→ PROMPT
Could you copy the data below word for word, starting at the line that contains "Note: for every instance of the bird's beak" and ending at the end of the data? Leave the pictures out.

→ INPUT ROWS
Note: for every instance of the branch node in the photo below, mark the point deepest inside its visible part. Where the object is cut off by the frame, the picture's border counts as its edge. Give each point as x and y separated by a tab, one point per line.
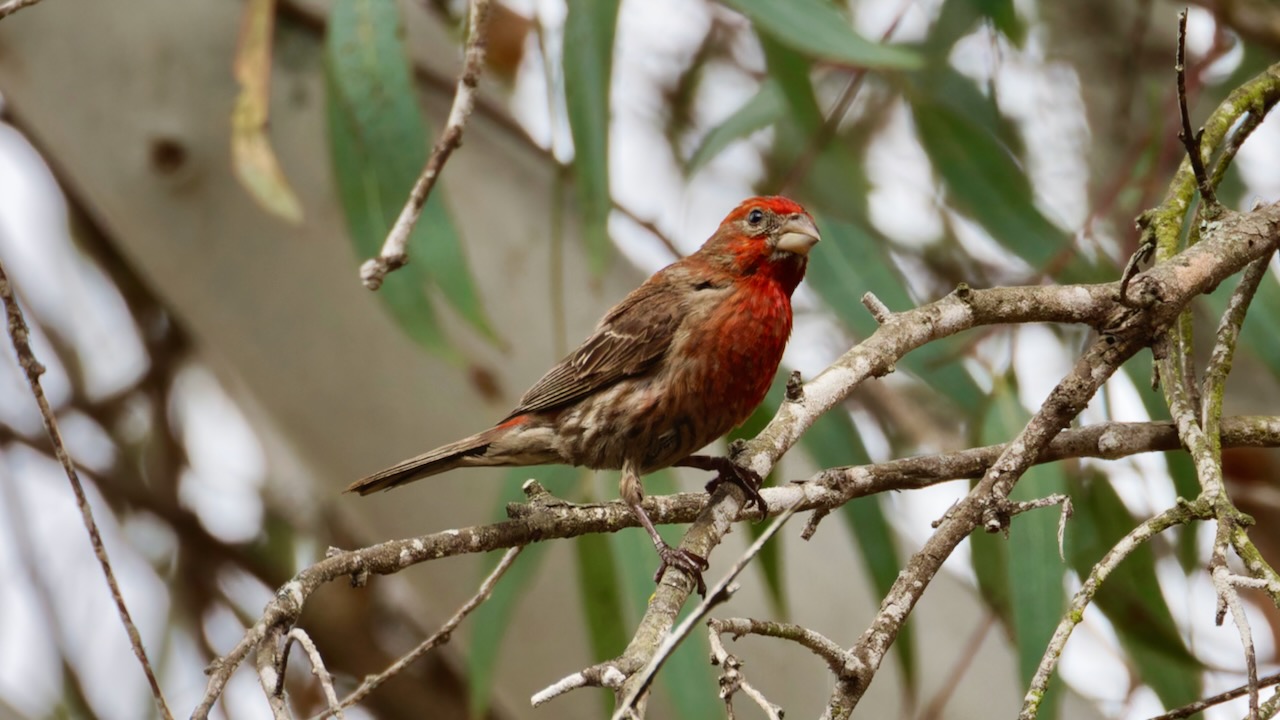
877	308
795	387
812	525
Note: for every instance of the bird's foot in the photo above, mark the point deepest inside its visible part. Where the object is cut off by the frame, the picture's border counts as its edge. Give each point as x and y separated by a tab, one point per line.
745	478
688	563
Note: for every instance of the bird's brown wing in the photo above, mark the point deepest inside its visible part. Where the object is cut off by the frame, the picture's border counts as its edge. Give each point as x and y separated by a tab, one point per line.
629	342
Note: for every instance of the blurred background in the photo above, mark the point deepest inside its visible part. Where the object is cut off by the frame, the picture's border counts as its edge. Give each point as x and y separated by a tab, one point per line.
188	188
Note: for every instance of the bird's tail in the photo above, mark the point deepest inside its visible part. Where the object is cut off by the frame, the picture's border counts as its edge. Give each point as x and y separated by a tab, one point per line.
503	445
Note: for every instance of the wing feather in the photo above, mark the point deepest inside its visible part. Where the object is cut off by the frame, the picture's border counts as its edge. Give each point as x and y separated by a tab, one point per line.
631	338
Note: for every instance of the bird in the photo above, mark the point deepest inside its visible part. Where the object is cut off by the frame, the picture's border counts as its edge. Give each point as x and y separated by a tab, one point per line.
675	365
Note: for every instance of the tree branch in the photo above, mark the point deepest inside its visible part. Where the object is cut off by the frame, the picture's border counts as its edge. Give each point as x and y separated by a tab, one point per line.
19	335
394	253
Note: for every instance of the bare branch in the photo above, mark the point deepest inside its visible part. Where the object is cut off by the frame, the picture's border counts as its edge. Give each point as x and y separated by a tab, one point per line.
394	253
1201	705
440	636
732	679
553	519
835	656
19	335
318	669
1224	346
1191	141
639	683
1225	584
1074	614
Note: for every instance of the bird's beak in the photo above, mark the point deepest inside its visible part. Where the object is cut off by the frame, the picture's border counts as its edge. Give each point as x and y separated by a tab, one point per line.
799	235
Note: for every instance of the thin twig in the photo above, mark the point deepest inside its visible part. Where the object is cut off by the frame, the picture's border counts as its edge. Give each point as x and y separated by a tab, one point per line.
394	253
19	333
1243	130
440	636
1191	140
732	679
14	5
318	669
1201	705
1224	346
1229	600
639	683
1074	614
835	656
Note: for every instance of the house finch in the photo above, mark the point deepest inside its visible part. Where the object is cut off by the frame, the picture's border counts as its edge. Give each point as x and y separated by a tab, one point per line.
679	363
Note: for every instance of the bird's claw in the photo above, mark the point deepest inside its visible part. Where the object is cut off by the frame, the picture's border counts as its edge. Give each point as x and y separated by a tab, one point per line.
688	563
745	478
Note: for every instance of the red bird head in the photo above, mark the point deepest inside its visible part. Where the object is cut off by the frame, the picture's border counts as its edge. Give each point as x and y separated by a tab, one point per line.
768	237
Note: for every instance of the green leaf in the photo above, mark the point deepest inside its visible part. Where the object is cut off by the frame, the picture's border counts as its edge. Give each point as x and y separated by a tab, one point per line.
378	145
759	112
832	442
1130	597
959	17
817	28
588	62
489	621
1034	572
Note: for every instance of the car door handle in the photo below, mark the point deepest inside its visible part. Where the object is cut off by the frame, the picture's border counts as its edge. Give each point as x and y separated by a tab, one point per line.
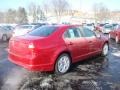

→ ANSWER FOR THE TASK
Note: for every instance of the bird's beak in the photo above, mark the point deepest inside its visible part. Where the object is cut off by the frame, the picture's border counts as its edge. Give each point as x and y separated by a tab, one point per line.
799	235
Note: for every instance of the thin twig in the photo above, mark the point deepest inside its visible part. Where the object is cut off by the frame, the picture's border counts as its edge. Give each point as x and y separated by a tab, one point per line.
394	253
19	333
1243	130
440	636
1191	140
732	679
14	5
318	669
1201	705
1224	346
1229	600
639	683
1074	614
835	656
Note: for every instance of the house finch in the photo above, mark the point deepest inside its visible part. Where the object is cut off by the frame, the picture's border counts as its edge. Give each point as x and y separated by a tab, one point per line.
679	363
Note: for every instance of the bird's claw in the photo above, mark the point deepest inside its visible part. Where the object is cut off by the frame, the picture's border counts as its edge. Give each point as x and y separated by a tab, one point per line.
688	563
745	478
Note: for every instance of the red bird head in the photo above, mark the point deepest inside its visible part. Where the object is cut off by the frame, the picture's border counts as its edge. Give each point as x and y separated by a tab, one point per line.
768	237
Note: for every instance of the green leaf in the photo above, mark the point deepest inside its visible part. Where the object is cut off by the frame, the picture's border counts as its edge. Give each point as x and y separated by a tab, one point per line.
378	145
759	112
832	442
1130	597
959	17
817	28
588	62
489	621
1034	572
Note: for every instance of the car door handle in the photo below, mark the point deepest inside its visible part. Where the object is cut off by the frame, the picture's border counts as its edge. Give each point as x and y separated by a tab, one point per line.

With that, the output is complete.